**EXCERPTED PASSAGE:**
——

"DaveM" wrote in message
. ..
wrote in message
ups.com...
I have an AC circuit problem I need help with. At my mother's
boyfriend's house he has a furnace with air conditioner/heat pump
attached. When he bought the house natural gas prices were lower then
electricity and he had the heat pump disconnected but there still is a
flow shutoff valve attached to the air conditioner/heat pump that is
operated by a solenoid. The solenoid is normally energized but the
voltage suppied to it exceeds the normal recommended operating voltage
and gets very hot. The unit is an ALCO Controls, Coil Type DMG, 24
volts, 7 watts, 50 - 60 Hz. The computer in the furnace is supplying 26
to 28 volts.

What I would like to do is attach a power resistor to reduce the
voltage. The assumption I would like to make is the highest voltage to
the solenoid would be 30 volts. The solenoid will activate at as low of
a voltage as 17 volts. I would like to add a resistor that will take
the 30 volts and reduce the voltage to 24 volts.

How do I go about computing the value for the resistor? Is there a
better way of going about this than using a resistor?

——

**INFORMATION SUPPLIED:**
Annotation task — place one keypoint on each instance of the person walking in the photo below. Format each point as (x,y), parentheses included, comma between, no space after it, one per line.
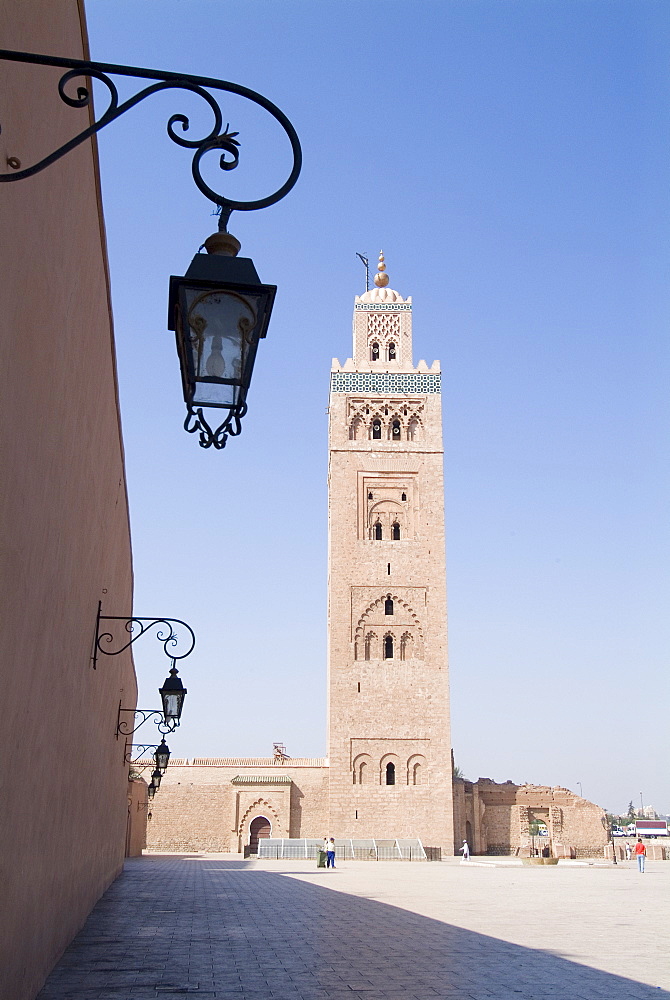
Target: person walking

——

**SET TASKS:**
[A] According to the furnace solenoid post, how many volts is the furnace computer sending to the solenoid?
[B] Write the next part of the furnace solenoid post, picking up after its final question.
You won't need the lines for anything here.

**EXERCISE RESULTS:**
[A] 26 to 28 volts.

[B]
FYI: The reason the voltage is so high is the line voltage is 133 to
138 volts. It is then stepped down by a transformer. The secondary
output of the transformer is the passed through a relay, control by a
computer, to the solenoid.

Thanks In Adavnce,
Derek


You find the value of the resistor by first calculating the current drawn
by the
solenoid.
I = P/V
I = 7W/24V = .3A

You can also calculate the impedance of the solenoid's coil.
Z = V/I
Z = 24V/.3A = 80 ohms

Now, calculate the voltage that the resistor needs to drop.
V = Vsupply - Vsolenoid
V = 28 - 24 = 4V

Now, using these two values, calculate the resistor value.
R = V/I
R = 4V/.3A = 13.33 Ohms (a close standard value would be 12 ohms)

Calculate the power that the resistor will dissipate.
P = VI
P = 4V * .3A = 1.2 Watts
Always add a safety factor of at least 2 on the power rating, giving us a
resistor power rating of at least 2.4 Watts. A standard wattage rating
for
power resistors is 3W or 5W.

Putting all this together results in a 12 Ohm/5 Watt resistor.

You can deviate from these values a bit if you need... i.e., rework the
figures
to further reduce the solenoid voltage.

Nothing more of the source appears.